Substitute "Annotator note" for "Reviewer note" in the material, from the line with "Reviewer note: verify that each instance of the blue" through the end, and write those lines out again with nothing else changed.

(Extracted records)
========================================================================

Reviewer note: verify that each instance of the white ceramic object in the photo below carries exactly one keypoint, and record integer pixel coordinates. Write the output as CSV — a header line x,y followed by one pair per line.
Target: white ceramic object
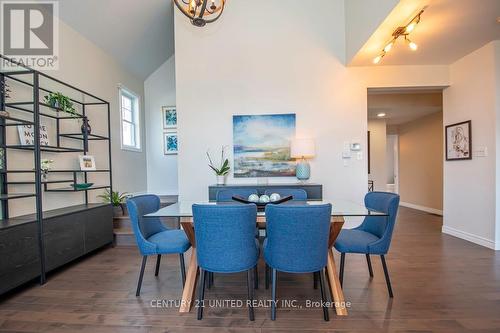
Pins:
x,y
253,198
274,197
264,199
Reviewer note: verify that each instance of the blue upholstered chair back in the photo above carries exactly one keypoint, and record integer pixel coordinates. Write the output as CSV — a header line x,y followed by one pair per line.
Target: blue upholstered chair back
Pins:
x,y
297,237
225,237
296,193
144,227
226,195
381,227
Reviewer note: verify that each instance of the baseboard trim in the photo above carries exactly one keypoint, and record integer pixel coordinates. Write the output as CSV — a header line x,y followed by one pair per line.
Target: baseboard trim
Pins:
x,y
422,208
470,237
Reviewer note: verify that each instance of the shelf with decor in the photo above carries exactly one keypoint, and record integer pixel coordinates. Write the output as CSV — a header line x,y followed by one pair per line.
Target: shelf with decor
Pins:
x,y
26,97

========================================================================

→ **COMPLETED TASK**:
Annotator note: verify that each instance of the blue upholstered chair back in the photo above carries exactly one keypoint, and record integer pixel coordinates. Write the output as CSV — a header line x,y followed by one pair per line.
Target: blue upholstered chair back
Pins:
x,y
297,237
225,237
296,193
144,227
226,195
381,227
Annotator note: verify that each instance of the baseboard trim in the photo above carries exactly one keypoint, and record integer pixel coordinates. Write the output as CSV — a header line x,y followed by one pair per line.
Target: baseboard trim
Pins:
x,y
422,208
470,237
Annotator note: verify that each instance of the shelf with decor in the photo above carries exactly one keypoint, and record integer pixel coordinates. Write the output as CSV — a header line x,y followed by one pair per line.
Target: shelf with decor
Pins:
x,y
26,97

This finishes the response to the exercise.